**What this exercise asks**:
a: From the profile of Jordan L. Jones, list every occupation given for him.
b: According to the profile of Jordan L. Jones, which company did he sign with to resume acting?
c: Translate this sentence from the profile of Jordan L. Jones into French: "He began his career as a production assistant on the television series Home & Family, later signing with Main Title Entertainment to resume acting."

- Born: Jordan L. Jones Texas, United States
- Education: University of Southern California
- Occupations: Actor; writer; producer;
- Years active: 2017–present
- Mother: Ptosha Storey

= Jordan L. Jones =

American TV and film actor

Jordan L. Jones is an American actor. He began his career as a production assistant on the television series Home & Family, later signing with Main Title Entertainment to resume acting. He portrays Jazz on Peacock's modern-day reinterpretation, Bel-Air (2017), Snowfall (2017) and Rel (2018).

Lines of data
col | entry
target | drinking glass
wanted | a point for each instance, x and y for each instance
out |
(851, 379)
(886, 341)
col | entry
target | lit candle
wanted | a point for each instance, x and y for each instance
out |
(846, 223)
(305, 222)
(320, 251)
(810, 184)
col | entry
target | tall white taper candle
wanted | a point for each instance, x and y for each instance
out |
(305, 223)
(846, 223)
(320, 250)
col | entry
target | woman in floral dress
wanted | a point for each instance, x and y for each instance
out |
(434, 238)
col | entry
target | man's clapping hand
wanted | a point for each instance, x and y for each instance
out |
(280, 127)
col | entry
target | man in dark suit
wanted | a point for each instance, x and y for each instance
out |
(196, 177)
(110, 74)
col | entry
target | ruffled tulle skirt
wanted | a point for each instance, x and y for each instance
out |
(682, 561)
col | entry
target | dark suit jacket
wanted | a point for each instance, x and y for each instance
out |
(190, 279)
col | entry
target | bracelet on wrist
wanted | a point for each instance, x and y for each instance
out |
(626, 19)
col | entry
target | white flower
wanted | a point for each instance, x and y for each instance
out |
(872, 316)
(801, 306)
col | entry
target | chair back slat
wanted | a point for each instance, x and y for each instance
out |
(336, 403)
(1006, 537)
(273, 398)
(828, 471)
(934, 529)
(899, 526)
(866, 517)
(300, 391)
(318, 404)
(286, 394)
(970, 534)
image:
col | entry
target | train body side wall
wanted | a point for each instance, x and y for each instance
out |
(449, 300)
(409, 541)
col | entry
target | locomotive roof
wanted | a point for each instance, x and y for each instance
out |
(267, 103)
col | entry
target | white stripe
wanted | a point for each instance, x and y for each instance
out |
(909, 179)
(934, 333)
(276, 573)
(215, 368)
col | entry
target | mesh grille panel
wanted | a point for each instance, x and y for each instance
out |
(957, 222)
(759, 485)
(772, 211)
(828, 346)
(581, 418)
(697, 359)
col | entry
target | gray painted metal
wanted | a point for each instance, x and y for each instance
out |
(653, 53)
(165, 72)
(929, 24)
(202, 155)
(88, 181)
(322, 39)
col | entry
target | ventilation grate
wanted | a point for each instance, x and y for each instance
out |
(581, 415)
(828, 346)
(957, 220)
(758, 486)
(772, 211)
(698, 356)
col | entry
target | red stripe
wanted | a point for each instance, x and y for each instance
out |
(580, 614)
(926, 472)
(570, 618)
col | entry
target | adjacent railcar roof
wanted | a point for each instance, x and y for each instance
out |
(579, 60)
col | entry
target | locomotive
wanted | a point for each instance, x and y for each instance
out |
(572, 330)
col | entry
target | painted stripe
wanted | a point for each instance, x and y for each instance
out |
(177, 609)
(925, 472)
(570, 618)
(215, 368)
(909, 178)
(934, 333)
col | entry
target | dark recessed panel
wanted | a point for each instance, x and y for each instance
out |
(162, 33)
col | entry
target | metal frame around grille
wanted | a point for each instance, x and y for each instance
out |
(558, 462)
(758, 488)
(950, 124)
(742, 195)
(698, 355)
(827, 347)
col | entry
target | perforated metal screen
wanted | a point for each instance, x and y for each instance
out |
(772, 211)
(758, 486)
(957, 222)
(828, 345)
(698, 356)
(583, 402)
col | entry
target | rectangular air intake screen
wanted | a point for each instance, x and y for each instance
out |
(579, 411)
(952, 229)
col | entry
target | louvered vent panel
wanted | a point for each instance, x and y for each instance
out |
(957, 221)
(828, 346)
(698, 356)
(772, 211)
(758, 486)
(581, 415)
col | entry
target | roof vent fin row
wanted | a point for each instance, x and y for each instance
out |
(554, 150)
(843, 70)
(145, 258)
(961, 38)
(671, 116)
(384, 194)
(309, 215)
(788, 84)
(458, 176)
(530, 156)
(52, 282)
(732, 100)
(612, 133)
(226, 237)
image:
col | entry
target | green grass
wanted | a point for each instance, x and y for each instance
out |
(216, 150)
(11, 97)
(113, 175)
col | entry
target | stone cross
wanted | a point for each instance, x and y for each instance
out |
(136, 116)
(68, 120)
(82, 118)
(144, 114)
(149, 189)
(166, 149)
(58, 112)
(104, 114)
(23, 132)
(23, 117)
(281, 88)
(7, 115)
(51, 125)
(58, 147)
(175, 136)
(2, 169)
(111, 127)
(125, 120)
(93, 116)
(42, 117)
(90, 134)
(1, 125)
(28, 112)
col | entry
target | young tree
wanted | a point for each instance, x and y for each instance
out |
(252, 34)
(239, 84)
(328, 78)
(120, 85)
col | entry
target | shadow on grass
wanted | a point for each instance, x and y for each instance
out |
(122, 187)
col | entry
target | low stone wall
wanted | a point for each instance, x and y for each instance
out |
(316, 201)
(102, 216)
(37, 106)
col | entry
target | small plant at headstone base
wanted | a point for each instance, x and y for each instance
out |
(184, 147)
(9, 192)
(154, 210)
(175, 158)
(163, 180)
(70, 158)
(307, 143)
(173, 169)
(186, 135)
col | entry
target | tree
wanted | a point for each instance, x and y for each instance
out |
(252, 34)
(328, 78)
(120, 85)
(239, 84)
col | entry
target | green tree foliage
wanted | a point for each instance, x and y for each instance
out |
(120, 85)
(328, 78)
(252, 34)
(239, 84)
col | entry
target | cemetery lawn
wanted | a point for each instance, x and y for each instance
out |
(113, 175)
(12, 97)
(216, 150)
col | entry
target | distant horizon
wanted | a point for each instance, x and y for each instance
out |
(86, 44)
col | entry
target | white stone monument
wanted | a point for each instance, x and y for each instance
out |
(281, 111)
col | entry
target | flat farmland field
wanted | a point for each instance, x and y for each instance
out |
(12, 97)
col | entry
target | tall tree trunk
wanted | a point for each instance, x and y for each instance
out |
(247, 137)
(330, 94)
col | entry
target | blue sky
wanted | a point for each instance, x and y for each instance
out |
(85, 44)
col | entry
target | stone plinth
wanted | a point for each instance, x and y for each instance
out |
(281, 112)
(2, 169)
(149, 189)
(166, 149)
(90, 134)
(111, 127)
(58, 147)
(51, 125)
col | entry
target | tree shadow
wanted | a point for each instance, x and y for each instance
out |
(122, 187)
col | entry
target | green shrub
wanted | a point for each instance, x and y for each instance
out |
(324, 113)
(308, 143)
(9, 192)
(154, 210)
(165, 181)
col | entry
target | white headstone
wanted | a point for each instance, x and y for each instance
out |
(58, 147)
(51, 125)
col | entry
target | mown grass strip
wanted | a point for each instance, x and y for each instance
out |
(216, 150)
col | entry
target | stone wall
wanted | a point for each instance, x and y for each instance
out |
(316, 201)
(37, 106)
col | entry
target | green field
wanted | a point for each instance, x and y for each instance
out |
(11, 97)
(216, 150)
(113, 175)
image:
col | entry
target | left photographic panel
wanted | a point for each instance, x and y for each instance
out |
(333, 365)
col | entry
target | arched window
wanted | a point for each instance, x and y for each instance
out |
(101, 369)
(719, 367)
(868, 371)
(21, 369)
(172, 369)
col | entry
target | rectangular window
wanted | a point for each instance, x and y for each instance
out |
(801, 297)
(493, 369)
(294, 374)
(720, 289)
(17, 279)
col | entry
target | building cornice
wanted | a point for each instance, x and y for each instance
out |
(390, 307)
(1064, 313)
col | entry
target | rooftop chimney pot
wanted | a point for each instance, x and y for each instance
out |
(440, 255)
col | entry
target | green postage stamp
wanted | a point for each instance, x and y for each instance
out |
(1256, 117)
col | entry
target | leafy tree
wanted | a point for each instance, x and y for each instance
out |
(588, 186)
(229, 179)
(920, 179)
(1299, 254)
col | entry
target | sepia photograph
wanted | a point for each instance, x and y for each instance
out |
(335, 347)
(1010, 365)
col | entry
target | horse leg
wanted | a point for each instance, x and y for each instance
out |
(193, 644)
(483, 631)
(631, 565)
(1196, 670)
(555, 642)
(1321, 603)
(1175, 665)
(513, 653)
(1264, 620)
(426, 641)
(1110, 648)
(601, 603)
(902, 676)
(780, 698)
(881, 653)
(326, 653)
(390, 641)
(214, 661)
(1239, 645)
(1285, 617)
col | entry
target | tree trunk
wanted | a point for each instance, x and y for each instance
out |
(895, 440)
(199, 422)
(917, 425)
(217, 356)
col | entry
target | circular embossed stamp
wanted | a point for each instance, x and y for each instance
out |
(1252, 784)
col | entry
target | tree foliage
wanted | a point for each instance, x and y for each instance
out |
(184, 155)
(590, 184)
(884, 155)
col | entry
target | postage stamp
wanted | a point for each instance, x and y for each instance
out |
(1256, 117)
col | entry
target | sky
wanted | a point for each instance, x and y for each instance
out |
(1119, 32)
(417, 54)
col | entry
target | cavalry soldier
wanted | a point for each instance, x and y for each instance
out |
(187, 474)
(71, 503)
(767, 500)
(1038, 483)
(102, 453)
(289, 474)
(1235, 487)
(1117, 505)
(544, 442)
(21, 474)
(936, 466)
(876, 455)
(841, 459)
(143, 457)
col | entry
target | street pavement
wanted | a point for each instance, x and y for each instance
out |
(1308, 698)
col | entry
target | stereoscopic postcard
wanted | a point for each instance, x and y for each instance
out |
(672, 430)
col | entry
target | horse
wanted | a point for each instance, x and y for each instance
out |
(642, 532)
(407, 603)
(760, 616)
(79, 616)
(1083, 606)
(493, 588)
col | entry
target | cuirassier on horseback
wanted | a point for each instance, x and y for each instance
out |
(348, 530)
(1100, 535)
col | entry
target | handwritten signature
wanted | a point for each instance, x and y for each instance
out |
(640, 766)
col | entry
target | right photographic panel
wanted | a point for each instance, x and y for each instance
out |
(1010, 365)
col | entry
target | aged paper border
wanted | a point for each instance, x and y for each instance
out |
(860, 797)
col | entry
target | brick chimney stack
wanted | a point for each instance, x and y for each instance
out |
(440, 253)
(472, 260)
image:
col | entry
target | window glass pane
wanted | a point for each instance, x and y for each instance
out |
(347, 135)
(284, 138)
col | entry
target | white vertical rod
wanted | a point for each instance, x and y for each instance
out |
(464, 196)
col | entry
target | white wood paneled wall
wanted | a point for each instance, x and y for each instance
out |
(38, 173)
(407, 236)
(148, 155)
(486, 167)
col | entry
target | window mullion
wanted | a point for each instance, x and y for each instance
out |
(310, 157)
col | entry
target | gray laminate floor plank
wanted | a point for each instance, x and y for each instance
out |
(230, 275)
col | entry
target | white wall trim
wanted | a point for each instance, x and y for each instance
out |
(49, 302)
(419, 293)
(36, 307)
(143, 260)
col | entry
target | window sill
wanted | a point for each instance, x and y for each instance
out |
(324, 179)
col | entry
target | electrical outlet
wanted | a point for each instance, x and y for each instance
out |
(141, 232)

**Final results**:
a: Actor, writer, producer

b: Main Title Entertainment

c: Il a commencé sa carrière comme assistant de production sur la série télévisée Home & Family, avant de signer avec Main Title Entertainment pour reprendre sa carrière d'acteur.